* _GOAL_
Pick out every line in the entries that contains the word "door" and copy each one.

* _LISTING_

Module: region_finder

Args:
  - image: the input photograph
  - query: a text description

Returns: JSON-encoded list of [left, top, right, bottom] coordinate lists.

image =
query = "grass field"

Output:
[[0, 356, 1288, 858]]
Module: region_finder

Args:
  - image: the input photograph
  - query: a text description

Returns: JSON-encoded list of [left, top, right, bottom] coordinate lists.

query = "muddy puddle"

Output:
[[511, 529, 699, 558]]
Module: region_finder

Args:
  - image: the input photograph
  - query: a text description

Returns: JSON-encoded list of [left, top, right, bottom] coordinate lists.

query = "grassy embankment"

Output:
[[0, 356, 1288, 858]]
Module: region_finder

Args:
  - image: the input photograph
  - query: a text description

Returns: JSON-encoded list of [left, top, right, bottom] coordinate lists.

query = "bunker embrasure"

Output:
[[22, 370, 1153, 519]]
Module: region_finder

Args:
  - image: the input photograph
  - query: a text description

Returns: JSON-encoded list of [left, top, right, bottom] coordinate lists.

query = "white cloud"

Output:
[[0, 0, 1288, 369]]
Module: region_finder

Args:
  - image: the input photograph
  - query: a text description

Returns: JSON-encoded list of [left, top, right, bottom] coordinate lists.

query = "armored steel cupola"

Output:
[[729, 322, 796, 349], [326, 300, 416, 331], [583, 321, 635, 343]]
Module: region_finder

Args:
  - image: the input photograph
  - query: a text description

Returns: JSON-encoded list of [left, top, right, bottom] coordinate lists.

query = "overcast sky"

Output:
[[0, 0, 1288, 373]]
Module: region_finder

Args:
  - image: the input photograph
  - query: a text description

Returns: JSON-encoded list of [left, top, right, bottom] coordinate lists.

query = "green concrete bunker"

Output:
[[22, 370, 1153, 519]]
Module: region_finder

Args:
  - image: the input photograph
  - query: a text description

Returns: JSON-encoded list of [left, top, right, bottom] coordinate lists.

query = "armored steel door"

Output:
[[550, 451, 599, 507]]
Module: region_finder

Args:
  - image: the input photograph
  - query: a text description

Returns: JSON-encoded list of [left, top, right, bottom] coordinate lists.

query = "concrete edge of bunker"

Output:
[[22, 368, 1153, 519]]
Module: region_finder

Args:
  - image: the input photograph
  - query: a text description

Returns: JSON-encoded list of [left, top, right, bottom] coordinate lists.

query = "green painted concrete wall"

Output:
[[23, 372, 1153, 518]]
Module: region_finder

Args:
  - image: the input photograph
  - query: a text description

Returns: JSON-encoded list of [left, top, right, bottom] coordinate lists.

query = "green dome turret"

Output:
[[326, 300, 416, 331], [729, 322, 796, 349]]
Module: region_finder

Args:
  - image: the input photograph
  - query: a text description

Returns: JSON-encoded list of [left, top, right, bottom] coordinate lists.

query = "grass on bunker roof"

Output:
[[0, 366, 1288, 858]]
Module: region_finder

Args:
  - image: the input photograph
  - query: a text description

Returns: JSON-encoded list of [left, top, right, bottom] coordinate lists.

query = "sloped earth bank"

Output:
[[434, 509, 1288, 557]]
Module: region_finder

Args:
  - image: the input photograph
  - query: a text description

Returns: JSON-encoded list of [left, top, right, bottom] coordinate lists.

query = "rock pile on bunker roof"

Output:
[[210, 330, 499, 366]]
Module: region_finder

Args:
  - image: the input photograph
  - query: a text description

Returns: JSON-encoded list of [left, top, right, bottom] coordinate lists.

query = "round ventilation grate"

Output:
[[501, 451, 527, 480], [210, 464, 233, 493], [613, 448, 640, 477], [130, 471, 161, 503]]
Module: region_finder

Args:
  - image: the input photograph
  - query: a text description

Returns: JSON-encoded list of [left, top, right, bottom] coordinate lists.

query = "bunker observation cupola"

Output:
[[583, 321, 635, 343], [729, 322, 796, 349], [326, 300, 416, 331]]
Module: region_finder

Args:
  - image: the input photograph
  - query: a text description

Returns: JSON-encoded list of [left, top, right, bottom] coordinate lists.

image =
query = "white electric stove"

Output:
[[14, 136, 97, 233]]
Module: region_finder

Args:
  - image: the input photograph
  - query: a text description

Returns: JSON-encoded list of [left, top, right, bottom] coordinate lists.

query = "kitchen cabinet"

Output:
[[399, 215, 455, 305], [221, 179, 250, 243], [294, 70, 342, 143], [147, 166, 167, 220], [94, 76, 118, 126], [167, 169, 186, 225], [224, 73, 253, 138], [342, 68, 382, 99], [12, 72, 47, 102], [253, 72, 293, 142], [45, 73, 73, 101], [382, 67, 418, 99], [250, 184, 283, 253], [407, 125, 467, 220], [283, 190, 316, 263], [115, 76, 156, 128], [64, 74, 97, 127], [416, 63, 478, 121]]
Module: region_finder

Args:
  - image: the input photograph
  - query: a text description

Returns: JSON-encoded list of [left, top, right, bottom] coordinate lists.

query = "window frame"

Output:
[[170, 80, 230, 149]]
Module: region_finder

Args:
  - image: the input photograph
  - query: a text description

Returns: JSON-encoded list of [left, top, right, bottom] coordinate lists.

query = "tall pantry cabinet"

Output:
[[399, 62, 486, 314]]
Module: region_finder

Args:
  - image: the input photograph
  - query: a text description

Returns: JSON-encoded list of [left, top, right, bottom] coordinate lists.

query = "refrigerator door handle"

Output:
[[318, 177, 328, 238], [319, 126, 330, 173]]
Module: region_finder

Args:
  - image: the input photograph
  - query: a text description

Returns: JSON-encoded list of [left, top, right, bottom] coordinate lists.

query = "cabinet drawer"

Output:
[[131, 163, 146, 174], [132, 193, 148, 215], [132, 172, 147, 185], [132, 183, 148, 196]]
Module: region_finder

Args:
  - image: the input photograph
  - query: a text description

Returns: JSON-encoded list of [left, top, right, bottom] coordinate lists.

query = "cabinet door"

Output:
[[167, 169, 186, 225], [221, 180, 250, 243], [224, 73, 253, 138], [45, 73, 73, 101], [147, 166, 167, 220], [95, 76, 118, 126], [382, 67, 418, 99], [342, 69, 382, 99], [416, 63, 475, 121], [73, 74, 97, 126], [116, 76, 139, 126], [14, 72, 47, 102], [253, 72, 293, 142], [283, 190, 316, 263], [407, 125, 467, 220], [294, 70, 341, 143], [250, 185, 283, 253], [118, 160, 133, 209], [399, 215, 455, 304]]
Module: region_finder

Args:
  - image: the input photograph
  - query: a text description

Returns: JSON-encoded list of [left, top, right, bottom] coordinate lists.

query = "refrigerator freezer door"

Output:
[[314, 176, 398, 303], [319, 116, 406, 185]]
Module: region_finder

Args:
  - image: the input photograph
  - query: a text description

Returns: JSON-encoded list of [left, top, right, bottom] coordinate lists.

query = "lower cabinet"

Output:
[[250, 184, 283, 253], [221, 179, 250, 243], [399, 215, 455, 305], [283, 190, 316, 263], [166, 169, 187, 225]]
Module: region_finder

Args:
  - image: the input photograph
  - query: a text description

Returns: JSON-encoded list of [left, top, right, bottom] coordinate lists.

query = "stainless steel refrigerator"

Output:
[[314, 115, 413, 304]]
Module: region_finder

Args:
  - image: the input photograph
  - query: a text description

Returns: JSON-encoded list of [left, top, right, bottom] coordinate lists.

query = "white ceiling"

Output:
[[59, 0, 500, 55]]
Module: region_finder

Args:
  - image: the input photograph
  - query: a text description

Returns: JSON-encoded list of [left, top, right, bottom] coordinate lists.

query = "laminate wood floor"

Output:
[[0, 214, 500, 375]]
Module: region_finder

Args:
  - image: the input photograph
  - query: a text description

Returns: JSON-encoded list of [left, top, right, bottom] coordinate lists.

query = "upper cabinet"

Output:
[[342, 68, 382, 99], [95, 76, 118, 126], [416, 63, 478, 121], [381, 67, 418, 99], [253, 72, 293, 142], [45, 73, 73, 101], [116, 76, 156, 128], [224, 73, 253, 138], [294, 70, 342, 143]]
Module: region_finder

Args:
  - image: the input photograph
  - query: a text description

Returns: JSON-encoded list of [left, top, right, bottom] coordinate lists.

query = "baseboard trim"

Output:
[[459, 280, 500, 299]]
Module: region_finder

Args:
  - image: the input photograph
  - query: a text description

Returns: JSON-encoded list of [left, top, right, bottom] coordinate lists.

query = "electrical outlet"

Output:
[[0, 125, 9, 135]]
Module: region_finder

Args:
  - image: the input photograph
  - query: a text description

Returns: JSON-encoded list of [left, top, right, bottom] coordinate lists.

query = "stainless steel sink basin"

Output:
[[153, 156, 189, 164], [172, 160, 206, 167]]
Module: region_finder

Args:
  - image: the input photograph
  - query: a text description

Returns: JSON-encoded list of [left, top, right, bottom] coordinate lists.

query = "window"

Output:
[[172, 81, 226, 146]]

* _ANSWER TO THE PROBLEM_
query = "armored steel door"
query = "refrigerator door handle"
query = "cabinet door"
query = "refrigerator freezer door"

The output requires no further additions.